*Data for this task:*

= Beginning of Section =

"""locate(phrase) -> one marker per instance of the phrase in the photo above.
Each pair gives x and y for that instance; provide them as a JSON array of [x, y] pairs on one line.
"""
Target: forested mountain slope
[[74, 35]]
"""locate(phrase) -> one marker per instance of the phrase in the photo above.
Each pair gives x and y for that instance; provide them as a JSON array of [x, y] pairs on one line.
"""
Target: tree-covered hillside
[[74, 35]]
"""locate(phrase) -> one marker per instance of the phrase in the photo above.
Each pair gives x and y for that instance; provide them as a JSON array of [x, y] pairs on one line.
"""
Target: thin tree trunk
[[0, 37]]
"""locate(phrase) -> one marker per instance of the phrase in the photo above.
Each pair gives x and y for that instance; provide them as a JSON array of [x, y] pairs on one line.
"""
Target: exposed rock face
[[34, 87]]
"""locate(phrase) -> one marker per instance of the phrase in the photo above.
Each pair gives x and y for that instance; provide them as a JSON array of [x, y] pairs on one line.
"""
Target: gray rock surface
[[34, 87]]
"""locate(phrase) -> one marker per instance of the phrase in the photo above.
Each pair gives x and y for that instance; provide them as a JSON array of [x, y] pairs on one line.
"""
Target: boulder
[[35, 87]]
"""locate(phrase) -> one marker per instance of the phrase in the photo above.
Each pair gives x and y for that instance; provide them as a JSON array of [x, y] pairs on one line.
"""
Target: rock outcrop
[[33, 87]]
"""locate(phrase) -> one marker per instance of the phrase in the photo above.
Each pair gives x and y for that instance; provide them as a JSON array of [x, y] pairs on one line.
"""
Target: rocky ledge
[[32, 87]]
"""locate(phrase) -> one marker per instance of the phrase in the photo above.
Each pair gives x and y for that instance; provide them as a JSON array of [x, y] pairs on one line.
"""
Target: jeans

= End of Section =

*Try it:*
Each record above must be restated in full, word for word.

*Answer below:*
"""locate(phrase) -> one marker per instance of the phrase in the photo above.
Each pair gives x and y for that instance; provide them as a JSON array of [x, y] pairs on one line.
"""
Target: forested mountain slope
[[74, 35]]
"""locate(phrase) -> one marker per instance of the phrase in the photo above.
Each pair gives x and y for that instance; provide them as a JSON array of [x, y] pairs on one line.
"""
Target: tree-covered hillside
[[74, 35]]
"""locate(phrase) -> one marker per instance of the phrase in the photo above.
Each pair gives x and y for that instance; provide them as a JSON array of [x, y] pairs on one line.
"""
Target: thin tree trunk
[[0, 37]]
"""locate(phrase) -> one marker per instance of the phrase in the photo above.
Each pair gives x and y for that instance; provide them as a JSON array of [x, y] pairs on one line.
"""
Target: exposed rock face
[[34, 87]]
"""locate(phrase) -> one marker per instance of the phrase in the photo above.
Each pair gives x and y for that instance; provide them as a JSON array of [x, y] pairs on one line.
"""
Target: gray rock surface
[[34, 87]]
"""locate(phrase) -> one marker per instance of the phrase in the photo above.
Each pair gives x and y for that instance; provide them as a JSON array of [x, y] pairs on one line.
"""
Target: boulder
[[35, 87]]
"""locate(phrase) -> one marker per instance of the phrase in the photo above.
Each pair gives x and y for that instance; provide them as a JSON array of [x, y] pairs on one line.
"""
Target: rock outcrop
[[33, 87]]
"""locate(phrase) -> one marker per instance of the phrase in the photo above.
Each pair gives x and y for that instance; provide them as a JSON array of [x, y] pairs on one line.
"""
Target: rocky ledge
[[32, 87]]
"""locate(phrase) -> one marker per instance of the phrase in the photo above.
Each pair gives x and y for that instance; provide them as a JSON array of [x, y] pairs on one line.
"""
Target: jeans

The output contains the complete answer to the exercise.